#### WHAT NEEDS TO BE DONE:
Shift every coordinate in the answers by adding 141 to each number, leaving the sample coordinates in the requests as they are. Give again only the items from the line containing "like [(341, 26)]." up to and including the line containing "[(377, 351)]", requests included.

═════ DATA TO USE

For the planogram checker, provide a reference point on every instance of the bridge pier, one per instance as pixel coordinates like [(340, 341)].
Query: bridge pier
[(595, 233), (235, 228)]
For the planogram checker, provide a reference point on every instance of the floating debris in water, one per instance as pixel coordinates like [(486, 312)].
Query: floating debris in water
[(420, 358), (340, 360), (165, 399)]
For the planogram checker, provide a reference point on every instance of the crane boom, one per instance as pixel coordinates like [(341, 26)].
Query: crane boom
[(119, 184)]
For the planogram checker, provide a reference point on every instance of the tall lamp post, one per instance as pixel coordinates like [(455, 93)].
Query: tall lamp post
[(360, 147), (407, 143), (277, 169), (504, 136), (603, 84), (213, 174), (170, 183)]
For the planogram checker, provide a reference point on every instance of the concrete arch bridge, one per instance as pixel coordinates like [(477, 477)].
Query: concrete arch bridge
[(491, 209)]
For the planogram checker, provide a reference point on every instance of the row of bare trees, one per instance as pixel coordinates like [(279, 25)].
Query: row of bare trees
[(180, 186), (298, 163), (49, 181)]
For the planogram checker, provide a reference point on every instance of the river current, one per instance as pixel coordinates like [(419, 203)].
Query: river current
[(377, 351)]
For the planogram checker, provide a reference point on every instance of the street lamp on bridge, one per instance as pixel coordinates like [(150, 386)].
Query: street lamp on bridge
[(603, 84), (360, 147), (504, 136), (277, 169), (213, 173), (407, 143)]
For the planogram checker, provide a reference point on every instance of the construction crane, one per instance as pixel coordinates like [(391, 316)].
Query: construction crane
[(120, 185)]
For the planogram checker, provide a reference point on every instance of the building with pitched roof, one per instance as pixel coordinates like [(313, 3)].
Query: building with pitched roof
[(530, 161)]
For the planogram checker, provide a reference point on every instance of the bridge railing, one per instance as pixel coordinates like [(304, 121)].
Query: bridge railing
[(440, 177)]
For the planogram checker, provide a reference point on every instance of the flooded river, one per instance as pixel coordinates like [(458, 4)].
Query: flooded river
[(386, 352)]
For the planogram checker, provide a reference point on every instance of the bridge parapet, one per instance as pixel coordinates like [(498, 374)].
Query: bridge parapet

══════════

#### CORRECT RESULT:
For the planogram checker, provide a reference point on every instance of the crane boom, one per instance as pixel coordinates like [(341, 26)].
Query: crane boom
[(260, 325)]
For the planogram checker, provide a reference point on every instance of the tall lamp post, one per instance as pixel coordinates like [(455, 93)].
Query: tall lamp post
[(501, 288), (548, 284), (418, 310), (645, 277), (744, 225), (354, 315), (311, 324)]
For the planogram checker, provide a reference point on every instance of the concrete arch bridge, one per instance as pixel coordinates like [(477, 477)].
Query: concrete arch bridge
[(632, 350)]
For the planogram checker, provide a reference point on every instance of the row of bare trees, one per instance as pixel coordinates like [(279, 25)].
Query: row of bare trees
[(321, 327), (439, 304), (190, 322)]
For the planogram checker, provide a reference point on every instance of the river current, one per instance as pixel coordinates like [(419, 203)].
Query: river current
[(518, 492)]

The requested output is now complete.